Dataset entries
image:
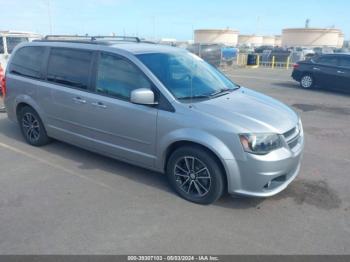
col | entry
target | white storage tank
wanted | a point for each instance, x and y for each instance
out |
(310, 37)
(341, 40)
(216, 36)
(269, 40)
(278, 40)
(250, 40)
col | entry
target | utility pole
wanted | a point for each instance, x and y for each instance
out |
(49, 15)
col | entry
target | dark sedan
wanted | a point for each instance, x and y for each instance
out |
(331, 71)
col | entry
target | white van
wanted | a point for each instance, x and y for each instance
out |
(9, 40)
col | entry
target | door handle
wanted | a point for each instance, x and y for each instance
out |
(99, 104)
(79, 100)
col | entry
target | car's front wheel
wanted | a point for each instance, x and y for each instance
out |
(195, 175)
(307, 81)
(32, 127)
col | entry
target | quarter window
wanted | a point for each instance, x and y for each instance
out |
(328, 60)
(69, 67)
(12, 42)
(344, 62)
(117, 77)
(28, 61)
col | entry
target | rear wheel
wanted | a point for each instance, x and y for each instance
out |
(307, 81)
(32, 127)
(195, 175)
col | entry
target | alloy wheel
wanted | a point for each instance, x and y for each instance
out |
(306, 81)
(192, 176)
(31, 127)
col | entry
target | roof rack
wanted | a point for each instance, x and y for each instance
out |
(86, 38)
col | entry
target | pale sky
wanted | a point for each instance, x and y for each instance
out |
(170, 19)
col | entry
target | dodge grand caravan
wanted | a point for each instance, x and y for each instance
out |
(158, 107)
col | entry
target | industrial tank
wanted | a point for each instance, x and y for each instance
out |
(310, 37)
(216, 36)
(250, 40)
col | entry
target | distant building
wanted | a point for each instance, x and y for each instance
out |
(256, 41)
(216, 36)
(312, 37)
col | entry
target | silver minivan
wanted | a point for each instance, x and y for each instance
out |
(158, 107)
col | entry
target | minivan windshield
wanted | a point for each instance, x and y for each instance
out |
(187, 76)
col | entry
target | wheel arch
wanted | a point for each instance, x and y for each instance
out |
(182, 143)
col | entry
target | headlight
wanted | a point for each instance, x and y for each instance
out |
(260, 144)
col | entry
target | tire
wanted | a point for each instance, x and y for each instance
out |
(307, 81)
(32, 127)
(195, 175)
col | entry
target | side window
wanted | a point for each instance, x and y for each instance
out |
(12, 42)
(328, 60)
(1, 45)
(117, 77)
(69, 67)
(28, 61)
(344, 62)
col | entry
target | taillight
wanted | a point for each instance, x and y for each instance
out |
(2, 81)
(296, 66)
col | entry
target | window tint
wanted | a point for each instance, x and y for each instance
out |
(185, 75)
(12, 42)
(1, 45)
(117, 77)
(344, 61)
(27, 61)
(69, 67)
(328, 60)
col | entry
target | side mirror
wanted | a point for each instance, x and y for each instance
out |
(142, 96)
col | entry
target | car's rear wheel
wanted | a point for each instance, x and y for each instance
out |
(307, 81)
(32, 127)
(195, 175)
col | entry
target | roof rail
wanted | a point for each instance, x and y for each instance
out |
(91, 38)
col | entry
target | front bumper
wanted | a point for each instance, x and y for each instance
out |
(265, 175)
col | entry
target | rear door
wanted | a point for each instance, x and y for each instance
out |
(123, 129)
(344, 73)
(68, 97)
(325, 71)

**Activity:**
Restate all entries exactly; pictures stay out.

**Task answer:**
image:
col | entry
target | white storage tank
wanted | a point for each instance, x and y for each instance
out |
(310, 37)
(341, 40)
(216, 36)
(269, 40)
(278, 40)
(250, 40)
col | entry
target | utility pole
wanted | a point for each instance, x and y for each instance
out |
(49, 15)
col | entry
target | dark sedan
wanted | a point for each instance, x and y for each instance
out |
(331, 71)
col | entry
target | white van
wanted | a point for each instance, x and y for each instance
out |
(9, 40)
col | entry
target | door handle
wanted | a point for each instance, x and y for each instance
out |
(99, 104)
(79, 100)
col | entry
target | car's front wheel
wanted | a point for each instance, x and y for each instance
out |
(195, 175)
(307, 81)
(32, 127)
col | entry
target | quarter window
wanted | a point for each instance, x and y for each instance
out |
(328, 60)
(69, 67)
(12, 42)
(344, 62)
(117, 77)
(28, 61)
col | entry
target | rear wheel
wanted | a point for each instance, x and y for each instance
out |
(307, 81)
(32, 127)
(195, 175)
col | entry
target | alloy wheel
wanted | a point for each instance, x and y for each instance
out |
(306, 81)
(192, 176)
(31, 127)
col | entry
target | roof rack
wanted | a point for each instance, x and y for each instance
out |
(86, 38)
col | entry
target | pale sky
wanted | a point for each instance, x and y for each instance
out |
(170, 19)
col | entry
target | dodge grand caravan
wanted | a point for each instance, x and y for each instance
out |
(158, 107)
col | entry
target | industrial tank
wanted | a point for each instance, x and y for each instance
out |
(310, 37)
(216, 36)
(250, 40)
col | entry
target | distant building
wanted | a point for each instance, x and y for each instance
out |
(256, 41)
(216, 36)
(312, 37)
col | entry
target | silver minivan
wanted | a point for each instance, x and y for each instance
out |
(158, 107)
col | entry
target | minivan windshield
wanted | a point for each instance, x and y for each instance
out |
(187, 76)
col | entry
target | wheel arch
wanted | a point for each instance, x and y for each instance
out |
(182, 143)
col | entry
target | headlight
wanted | a point for each instance, x and y for each instance
out |
(260, 144)
col | entry
target | tire
wanted | a point for each instance, x and y for each instance
out |
(307, 81)
(32, 127)
(195, 175)
col | entry
target | side window
wanted | a point for each instance, x and y for each instance
out |
(12, 42)
(328, 60)
(1, 45)
(117, 77)
(69, 67)
(28, 61)
(344, 62)
col | entry
target | taillight
wanted | a point for each instance, x and y for each instance
out |
(2, 81)
(296, 66)
col | entry
target | window tint
wanted | a point for each instance, x and y for each instance
out |
(185, 75)
(12, 42)
(1, 45)
(117, 77)
(344, 61)
(27, 61)
(69, 67)
(328, 60)
col | entry
target | side mirror
wanted | a point for each instance, x and y for each instance
out |
(142, 96)
col | entry
target | car's rear wheel
wanted | a point for each instance, x and y for each instance
out |
(307, 81)
(32, 127)
(195, 175)
col | entry
target | roof rail
wanted | a point for each instance, x and y for each instance
out |
(91, 38)
col | entry
target | front bumper
wanted | a point for each instance, x and y for each instance
out |
(265, 175)
col | entry
target | rear door
wanted | a point for each instance, x and y for each instance
out |
(123, 129)
(344, 73)
(68, 97)
(325, 71)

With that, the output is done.